**Exercise description**
Using the records below, filter out every line that lacks "window" and copy the rest.

-- Opening Marker --

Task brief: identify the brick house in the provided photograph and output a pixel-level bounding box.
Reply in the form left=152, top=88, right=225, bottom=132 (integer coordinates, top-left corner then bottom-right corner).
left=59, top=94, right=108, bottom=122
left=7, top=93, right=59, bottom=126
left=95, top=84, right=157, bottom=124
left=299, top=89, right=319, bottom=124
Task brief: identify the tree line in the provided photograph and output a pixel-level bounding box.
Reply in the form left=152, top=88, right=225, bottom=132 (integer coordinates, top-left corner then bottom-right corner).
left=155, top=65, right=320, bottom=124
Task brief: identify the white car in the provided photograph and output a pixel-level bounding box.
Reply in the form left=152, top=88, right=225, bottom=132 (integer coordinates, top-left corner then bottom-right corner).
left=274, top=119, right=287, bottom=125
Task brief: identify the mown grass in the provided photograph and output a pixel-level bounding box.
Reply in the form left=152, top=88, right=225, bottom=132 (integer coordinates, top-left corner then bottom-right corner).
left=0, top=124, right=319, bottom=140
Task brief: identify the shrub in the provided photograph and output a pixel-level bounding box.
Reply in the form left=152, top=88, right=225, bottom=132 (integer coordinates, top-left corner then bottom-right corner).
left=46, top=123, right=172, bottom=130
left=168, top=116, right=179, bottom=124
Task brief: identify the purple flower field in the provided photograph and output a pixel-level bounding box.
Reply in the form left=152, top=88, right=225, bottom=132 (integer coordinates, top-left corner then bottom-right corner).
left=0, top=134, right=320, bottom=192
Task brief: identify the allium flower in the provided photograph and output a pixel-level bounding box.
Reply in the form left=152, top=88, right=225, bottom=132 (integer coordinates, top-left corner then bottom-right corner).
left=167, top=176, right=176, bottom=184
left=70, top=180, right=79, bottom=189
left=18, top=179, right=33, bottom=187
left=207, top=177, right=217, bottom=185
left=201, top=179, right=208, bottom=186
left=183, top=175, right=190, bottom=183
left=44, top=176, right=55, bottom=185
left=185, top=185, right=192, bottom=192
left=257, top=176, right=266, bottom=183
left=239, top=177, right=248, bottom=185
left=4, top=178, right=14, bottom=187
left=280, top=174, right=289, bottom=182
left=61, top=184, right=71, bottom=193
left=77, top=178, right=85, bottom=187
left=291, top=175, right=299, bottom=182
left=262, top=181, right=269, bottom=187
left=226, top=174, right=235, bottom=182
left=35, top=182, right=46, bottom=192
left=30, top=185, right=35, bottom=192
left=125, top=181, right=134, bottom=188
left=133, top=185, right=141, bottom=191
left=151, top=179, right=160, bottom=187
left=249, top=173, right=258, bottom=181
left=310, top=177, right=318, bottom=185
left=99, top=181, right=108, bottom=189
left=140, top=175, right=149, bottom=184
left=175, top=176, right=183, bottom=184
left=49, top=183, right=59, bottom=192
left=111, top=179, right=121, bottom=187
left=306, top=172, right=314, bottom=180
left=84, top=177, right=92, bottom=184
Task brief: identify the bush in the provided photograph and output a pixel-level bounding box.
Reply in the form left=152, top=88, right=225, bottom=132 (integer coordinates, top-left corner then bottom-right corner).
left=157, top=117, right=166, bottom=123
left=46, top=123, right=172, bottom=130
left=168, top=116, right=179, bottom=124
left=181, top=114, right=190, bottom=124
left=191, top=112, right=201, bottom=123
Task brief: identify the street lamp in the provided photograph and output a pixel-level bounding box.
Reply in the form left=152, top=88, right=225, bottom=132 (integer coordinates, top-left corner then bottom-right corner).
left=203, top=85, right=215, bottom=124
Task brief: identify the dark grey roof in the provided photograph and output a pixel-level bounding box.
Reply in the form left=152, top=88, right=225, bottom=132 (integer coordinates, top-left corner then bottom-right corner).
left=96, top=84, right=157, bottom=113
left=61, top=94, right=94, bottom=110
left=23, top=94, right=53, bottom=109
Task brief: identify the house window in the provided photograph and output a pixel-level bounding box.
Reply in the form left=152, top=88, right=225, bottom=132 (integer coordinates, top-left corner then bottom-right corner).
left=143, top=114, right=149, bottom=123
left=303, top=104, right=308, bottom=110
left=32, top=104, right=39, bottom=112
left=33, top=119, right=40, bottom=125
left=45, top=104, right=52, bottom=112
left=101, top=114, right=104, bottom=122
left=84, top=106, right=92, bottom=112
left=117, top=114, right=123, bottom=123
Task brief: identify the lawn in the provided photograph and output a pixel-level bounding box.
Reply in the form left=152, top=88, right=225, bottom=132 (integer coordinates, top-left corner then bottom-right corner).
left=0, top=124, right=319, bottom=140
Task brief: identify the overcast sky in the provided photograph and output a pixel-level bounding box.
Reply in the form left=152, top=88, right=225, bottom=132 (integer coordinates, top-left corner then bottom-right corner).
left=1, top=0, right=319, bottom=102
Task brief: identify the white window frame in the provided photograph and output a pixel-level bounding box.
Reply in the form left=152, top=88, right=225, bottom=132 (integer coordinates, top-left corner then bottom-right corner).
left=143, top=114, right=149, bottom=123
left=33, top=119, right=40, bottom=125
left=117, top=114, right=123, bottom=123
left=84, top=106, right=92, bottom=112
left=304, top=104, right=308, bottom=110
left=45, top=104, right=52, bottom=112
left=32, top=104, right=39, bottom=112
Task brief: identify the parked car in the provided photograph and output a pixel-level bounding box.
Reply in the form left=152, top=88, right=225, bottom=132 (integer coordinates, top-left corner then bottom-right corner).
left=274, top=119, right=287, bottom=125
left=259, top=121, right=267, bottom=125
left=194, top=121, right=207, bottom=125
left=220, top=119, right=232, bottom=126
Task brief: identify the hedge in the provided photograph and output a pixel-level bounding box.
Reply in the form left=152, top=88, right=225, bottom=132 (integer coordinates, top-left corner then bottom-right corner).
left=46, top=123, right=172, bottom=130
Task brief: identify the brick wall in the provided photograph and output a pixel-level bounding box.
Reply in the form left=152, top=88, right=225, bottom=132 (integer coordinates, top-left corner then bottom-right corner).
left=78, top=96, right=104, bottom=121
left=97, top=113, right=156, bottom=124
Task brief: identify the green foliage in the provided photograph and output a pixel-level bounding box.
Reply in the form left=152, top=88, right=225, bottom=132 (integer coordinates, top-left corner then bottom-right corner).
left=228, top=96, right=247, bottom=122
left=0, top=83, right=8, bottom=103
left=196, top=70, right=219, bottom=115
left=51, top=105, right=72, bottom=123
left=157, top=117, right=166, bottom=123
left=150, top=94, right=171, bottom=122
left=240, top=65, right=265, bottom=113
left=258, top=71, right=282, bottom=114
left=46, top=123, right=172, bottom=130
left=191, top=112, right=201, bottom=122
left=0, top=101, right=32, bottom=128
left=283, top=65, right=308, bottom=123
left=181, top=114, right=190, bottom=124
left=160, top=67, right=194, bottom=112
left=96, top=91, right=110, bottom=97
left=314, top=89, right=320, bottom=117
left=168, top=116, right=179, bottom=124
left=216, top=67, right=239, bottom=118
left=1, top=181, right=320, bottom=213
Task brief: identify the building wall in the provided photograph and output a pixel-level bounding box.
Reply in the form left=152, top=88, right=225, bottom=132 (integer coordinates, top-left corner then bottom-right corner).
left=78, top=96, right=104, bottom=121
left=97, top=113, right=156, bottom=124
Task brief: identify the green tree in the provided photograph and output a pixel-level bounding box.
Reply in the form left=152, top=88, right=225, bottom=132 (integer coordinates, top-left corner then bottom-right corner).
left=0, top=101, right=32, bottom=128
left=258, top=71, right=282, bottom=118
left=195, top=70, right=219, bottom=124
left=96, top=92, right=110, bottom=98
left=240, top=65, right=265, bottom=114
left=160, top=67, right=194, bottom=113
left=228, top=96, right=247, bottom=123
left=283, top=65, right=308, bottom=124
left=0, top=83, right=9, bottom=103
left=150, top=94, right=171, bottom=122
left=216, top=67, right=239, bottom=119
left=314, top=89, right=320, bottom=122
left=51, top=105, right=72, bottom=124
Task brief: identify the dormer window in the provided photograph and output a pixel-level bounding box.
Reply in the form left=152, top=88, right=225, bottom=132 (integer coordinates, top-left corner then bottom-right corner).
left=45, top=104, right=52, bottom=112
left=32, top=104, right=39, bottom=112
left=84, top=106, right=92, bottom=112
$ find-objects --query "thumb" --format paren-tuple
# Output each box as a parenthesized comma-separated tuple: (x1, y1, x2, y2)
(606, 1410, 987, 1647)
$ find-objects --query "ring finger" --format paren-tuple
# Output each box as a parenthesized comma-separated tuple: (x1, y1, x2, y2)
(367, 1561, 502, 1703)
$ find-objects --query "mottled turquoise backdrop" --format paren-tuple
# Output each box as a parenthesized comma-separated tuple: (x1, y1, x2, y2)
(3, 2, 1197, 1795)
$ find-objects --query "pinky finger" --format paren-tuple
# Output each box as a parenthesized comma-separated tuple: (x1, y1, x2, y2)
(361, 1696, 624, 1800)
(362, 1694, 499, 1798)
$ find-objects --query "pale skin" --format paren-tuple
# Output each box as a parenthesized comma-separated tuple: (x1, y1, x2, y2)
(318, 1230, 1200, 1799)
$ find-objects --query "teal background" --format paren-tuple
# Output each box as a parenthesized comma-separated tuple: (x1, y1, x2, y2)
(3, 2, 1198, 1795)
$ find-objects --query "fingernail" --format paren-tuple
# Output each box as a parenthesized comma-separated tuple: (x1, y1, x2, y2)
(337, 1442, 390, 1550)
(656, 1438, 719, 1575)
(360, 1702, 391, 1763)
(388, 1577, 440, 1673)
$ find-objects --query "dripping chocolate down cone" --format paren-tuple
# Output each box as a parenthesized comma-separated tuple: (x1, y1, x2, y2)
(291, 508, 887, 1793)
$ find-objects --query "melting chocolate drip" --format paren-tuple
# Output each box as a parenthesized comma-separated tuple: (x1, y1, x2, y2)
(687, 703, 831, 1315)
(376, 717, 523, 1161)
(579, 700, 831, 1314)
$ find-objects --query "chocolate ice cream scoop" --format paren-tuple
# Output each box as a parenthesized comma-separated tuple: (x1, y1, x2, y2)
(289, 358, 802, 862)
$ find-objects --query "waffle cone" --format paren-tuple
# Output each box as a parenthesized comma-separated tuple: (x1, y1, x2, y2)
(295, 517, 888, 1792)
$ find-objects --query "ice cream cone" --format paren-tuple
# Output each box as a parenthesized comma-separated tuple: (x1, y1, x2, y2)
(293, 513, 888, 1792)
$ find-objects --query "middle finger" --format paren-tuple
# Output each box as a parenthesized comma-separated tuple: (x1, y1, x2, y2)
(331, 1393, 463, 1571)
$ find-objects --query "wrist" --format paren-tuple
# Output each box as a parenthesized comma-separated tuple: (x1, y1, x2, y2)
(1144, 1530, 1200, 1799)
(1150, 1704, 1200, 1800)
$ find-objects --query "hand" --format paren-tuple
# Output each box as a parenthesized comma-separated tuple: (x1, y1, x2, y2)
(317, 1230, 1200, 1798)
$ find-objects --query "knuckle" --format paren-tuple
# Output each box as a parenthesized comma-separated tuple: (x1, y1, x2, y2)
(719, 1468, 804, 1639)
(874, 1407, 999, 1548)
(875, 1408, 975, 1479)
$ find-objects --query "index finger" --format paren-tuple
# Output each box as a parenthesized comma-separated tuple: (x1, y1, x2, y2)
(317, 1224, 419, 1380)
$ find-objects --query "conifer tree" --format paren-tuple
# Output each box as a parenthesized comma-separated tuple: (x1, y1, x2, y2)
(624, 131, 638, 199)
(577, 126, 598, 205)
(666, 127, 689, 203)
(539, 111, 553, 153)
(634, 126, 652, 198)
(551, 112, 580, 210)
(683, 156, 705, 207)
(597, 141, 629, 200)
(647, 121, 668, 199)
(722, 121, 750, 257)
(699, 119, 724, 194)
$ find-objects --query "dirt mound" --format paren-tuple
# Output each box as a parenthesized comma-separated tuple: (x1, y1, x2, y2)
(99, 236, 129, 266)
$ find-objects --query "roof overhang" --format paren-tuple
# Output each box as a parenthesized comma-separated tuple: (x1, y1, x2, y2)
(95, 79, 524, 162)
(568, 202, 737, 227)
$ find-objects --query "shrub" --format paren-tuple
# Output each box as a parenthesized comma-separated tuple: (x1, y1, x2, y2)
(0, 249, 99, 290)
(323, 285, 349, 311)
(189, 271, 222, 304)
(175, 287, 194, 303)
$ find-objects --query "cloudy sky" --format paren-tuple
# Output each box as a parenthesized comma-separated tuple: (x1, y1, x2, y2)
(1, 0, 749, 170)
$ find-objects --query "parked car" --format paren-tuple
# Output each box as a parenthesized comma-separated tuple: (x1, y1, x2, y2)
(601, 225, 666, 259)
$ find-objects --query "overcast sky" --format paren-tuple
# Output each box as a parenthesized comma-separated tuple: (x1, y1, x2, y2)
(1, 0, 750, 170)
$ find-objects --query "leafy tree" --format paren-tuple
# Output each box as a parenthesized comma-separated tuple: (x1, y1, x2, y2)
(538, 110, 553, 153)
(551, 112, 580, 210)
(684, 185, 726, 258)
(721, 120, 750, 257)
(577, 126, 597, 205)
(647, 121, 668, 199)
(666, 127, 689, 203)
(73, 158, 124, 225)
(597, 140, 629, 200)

-- Closing Marker --

**Written response**
Task brief: identify the house window in the provided photograph and output a pixel-level bounding box.
Task brief: identify the white window frame in the provided photograph and output a pixel-level bounding box.
Task brief: identify the dormer window in the provided photograph and output a pixel-level bounding box.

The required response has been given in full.